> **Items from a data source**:
------

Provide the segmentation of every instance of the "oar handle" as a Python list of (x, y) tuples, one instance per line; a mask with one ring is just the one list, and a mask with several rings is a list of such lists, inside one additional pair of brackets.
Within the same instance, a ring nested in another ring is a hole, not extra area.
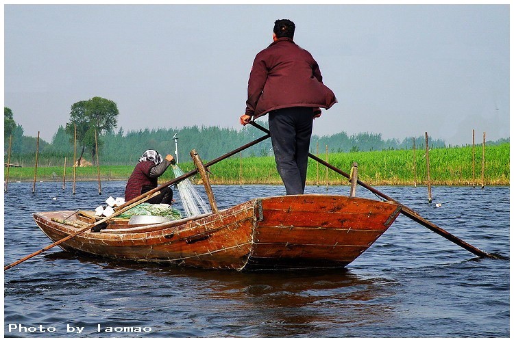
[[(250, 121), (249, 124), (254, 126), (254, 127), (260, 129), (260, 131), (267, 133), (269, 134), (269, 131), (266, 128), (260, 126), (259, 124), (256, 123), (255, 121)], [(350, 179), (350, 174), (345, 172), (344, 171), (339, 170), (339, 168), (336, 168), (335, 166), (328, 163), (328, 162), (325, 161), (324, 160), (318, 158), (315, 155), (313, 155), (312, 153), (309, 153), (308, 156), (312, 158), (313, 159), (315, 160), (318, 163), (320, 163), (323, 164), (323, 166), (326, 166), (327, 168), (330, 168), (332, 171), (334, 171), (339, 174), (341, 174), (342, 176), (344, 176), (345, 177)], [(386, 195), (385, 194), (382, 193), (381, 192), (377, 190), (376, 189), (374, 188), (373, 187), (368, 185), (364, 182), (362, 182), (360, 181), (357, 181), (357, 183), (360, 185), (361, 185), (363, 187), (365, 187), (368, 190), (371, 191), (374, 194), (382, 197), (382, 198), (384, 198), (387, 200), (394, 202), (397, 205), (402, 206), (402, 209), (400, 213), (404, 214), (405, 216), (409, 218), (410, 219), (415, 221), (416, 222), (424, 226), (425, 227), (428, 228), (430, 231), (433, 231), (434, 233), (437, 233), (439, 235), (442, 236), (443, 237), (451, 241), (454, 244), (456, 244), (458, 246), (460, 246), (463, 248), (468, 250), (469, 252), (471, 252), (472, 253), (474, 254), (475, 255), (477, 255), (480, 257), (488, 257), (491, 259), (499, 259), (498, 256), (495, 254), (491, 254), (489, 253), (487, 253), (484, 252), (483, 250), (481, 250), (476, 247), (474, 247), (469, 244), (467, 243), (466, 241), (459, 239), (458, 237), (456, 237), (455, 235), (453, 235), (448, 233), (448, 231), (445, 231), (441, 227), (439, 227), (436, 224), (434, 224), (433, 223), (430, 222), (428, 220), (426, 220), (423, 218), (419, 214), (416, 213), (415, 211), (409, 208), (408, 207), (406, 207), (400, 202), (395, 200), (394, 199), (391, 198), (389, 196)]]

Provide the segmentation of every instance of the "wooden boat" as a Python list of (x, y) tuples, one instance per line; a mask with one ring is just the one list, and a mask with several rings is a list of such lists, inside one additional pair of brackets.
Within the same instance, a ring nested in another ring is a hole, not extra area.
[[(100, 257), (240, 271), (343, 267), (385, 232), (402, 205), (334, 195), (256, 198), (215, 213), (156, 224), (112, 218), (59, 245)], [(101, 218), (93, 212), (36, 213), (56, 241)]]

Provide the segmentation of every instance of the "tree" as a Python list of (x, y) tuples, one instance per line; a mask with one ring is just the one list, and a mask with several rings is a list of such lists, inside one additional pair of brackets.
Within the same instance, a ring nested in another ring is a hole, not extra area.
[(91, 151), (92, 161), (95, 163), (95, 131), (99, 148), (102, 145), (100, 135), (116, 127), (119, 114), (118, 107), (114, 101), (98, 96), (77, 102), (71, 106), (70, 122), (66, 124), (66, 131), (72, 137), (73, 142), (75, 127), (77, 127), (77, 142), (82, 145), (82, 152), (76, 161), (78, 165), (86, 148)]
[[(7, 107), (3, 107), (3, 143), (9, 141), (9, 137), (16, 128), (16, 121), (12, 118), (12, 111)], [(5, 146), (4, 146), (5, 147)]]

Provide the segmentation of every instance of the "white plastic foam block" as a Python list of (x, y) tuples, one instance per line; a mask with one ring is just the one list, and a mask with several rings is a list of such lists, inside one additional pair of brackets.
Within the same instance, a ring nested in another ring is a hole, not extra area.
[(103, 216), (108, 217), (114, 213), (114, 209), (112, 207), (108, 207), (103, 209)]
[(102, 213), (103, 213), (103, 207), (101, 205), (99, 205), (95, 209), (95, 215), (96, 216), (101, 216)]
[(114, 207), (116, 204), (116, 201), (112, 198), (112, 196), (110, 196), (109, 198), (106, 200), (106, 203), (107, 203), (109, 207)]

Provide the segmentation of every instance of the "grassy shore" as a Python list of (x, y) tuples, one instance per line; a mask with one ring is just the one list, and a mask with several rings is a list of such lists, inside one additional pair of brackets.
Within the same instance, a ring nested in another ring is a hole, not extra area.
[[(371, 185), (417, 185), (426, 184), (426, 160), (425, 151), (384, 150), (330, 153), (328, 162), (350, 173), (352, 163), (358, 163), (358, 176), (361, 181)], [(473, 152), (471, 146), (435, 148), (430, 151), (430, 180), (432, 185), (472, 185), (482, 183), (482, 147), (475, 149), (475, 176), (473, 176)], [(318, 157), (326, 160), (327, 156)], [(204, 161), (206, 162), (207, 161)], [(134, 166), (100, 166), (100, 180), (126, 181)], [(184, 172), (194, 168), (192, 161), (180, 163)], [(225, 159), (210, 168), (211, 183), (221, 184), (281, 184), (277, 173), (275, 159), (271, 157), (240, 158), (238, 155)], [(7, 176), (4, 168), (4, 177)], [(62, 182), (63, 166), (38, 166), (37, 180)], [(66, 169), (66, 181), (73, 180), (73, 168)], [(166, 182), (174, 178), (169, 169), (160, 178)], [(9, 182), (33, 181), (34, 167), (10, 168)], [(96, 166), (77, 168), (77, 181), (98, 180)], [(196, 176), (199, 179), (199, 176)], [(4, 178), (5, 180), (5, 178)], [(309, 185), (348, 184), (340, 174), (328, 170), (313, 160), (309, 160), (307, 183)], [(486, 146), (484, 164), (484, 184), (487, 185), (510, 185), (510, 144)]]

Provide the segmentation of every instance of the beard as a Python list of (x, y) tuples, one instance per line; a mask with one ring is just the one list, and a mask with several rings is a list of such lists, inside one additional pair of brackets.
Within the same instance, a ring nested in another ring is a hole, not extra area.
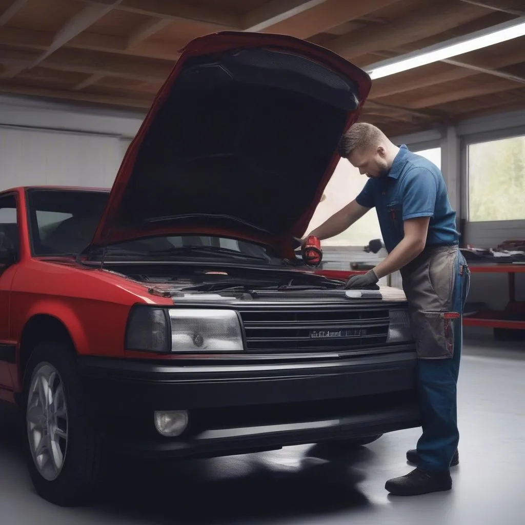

------

> **DO THIS**: Report each line of the material above that contains the string "shore", and copy every such line in full.

> **WRITTEN RESPONSE**:
Provide the segmentation of every instance of the "grassy shore" as a Python list of (x, y) tuples, one instance per line; a mask with one ring is just the one list, and a mask with several rings is a list of such lists, inside one additional pair of brackets.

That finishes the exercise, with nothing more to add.